Instead of throwing millions of dollars into a single Super Bowl ad, Chipotle is spending its advertising money differently this February. In what's probably Chipotle's most outrageous attempt to get customers to think about the meat they eat, the food company will on February 17 debut a new show on Hulu called Farmed and Dangerous.

The show will run as a four-episode series focusing on a fictional industrial agriculture company that comes up with a dubious plan to feed cows petroleum-based animal pellets. Those pellets save the company money, but they also make the cows explode. Calamity ensues, featuring Twin Peaks star Ray Wise and other characters, and the audience indirectly learns about pressing issues facing the food industry, such as the reliance on fossil fuels and the overuse of antibiotics on animals.

The show was filmed in collaboration with the production studio Piro, but Chipotle and its food are rarely mentioned. According to Time, the chain is only referenced once in four episodes, and Chipotle isn't mentioned in the opening or closing credits, despite having a big hand in the show's development. This is a big change from Chipotle's other video content, like the insanely viral Scarecrow video the company made as a promotion for its educational mobile game, but this show seems to want the message, rather than the messenger, front and center. Rather than airing a commercial, something many people would tune out, Chipotle wants to put the message inside something viewers would actually want to watch.

→ Exercise tasks
• 1. In the passage on Chipotle's show, on what date does the show debut on Hulu?
• 2. According to the passage on Chipotle's show, why did Chipotle put its message inside a show instead of airing a commercial?
• 3. From the passage on Chipotle's show, extract the words starting with "The show will run" and going on through "antibiotics on animals.".
The entries have no connection to the passage on Chipotle's show.

→ Data under study
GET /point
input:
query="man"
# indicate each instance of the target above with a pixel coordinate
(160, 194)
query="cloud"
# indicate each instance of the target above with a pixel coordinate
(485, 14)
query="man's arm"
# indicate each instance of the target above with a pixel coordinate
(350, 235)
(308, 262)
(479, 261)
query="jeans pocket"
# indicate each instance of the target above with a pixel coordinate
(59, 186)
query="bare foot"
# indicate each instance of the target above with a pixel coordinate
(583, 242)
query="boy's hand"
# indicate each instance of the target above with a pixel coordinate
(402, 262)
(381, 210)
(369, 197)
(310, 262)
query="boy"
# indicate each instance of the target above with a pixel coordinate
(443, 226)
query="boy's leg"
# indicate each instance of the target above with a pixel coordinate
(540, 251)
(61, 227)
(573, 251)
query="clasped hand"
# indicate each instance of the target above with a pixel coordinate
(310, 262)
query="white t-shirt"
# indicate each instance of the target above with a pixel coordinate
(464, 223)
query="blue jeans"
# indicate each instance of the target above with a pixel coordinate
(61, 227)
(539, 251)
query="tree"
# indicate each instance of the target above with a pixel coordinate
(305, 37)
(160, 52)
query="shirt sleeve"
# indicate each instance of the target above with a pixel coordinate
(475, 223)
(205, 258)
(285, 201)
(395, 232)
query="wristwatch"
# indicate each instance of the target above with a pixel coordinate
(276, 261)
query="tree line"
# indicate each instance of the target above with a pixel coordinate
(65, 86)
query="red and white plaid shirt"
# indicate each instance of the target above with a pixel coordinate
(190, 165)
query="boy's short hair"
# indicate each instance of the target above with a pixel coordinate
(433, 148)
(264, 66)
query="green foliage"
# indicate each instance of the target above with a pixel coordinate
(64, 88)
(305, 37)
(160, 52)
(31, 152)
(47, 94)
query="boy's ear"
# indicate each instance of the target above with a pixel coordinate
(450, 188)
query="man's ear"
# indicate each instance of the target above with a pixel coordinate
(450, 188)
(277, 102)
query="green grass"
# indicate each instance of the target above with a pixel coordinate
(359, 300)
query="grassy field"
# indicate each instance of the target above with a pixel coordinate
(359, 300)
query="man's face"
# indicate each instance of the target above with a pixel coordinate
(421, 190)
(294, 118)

→ Answers to this exercise
• 1. February 17

• 2. Many people would tune out a commercial. Chipotle wanted its message inside something viewers would actually want to watch.

• 3.
The show will run as a four-episode series focusing on a fictional industrial agriculture company that comes up with a dubious plan to feed cows petroleum-based animal pellets. Those pellets save the company money, but they also make the cows explode. Calamity ensues, featuring Twin Peaks star Ray Wise and other characters, and the audience indirectly learns about pressing issues facing the food industry, such as the reliance on fossil fuels and the overuse of antibiotics on animals.